* **REQUIRED ACTIONS**:
**a)** In the radar passage, what grid size in pixels does the MAX(Z) product for the Mt. Macaion radar have?
**b)** Rewrite the radar passage between "Offline calibration of" and "monitoring and calibration.", inclusive, substituting "sun scans" for "solar scans".

* **SELECTED PASSAGE**:
══════════════════════════════
Beam Blockage Fraction (BBF) at different range and altitude. The upper row shows the digital terrain model, and the beam blockage percentage for the scans at 0, 1 and 2 degrees of elevation. The blue, green and red segments at 13 degrees azimuth on the maps (above) correspond to the cross section lines shown in the lower plot. The dashed lines represent the Beam Blockage Fraction (BBF) for each elevation at a given range.
Offline calibration of the radar system is performed at least once a year with scheduled maintenance for the calibration of both the transmitter and receiver ends. During normal operations, continuous monitoring on the receiver end is performed by the Built In Test Equipment (BITE), while polar volume quality assessment is performed as part of the regular scan strategy by monitoring variations of the recorded background noise at high elevation (long PTR scan at high elevations) and by solar scans. The polar reflectivity generated by the scan is filtered and corrected from the back-scattering of most of fixed obstacles using a Doppler correction filter27. The products used here are calibrated by the data provider Meteobolzano by taking into account the corrections computed as a results of the monitoring and calibration.
Although multiple data products can be derived by the radar, in this data descriptor we focus on the 2D maximum reflectivity MAX(Z) generated from the filtered polar volume provided to the authors from Meteobolzano. The MAX(Z) product is computed as the maximum value (expressed in dBZ) for each pixel of a predefined grid, measured on the vertical section in the filtered and corrected polar volume. For the Mt. Macaion radar, the product consists of a bi-dimensional metric grid of 480 × 480 pixels (projected in UTM 32 N coordinate system), with 500 m pixel size covering an area of 240 km of diameter (27,225 sq km) and centered at the radar site.
══════════════════════════════
* **DATA BLOCK**:
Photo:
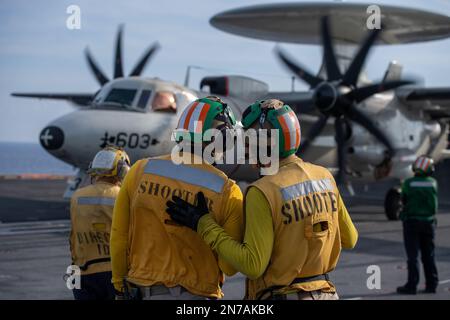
══════════════════════════════
* **EXERCISE ANSWERS**:
**a)** 480 × 480 pixels

**b)**
Offline calibration of the radar system is performed at least once a year with scheduled maintenance for the calibration of both the transmitter and receiver ends. During normal operations, continuous monitoring on the receiver end is performed by the Built In Test Equipment (BITE), while polar volume quality assessment is performed as part of the regular scan strategy by monitoring variations of the recorded background noise at high elevation (long PTR scan at high elevations) and by sun scans. The polar reflectivity generated by the scan is filtered and corrected from the back-scattering of most of fixed obstacles using a Doppler correction filter27. The products used here are calibrated by the data provider Meteobolzano by taking into account the corrections computed as a results of the monitoring and calibration.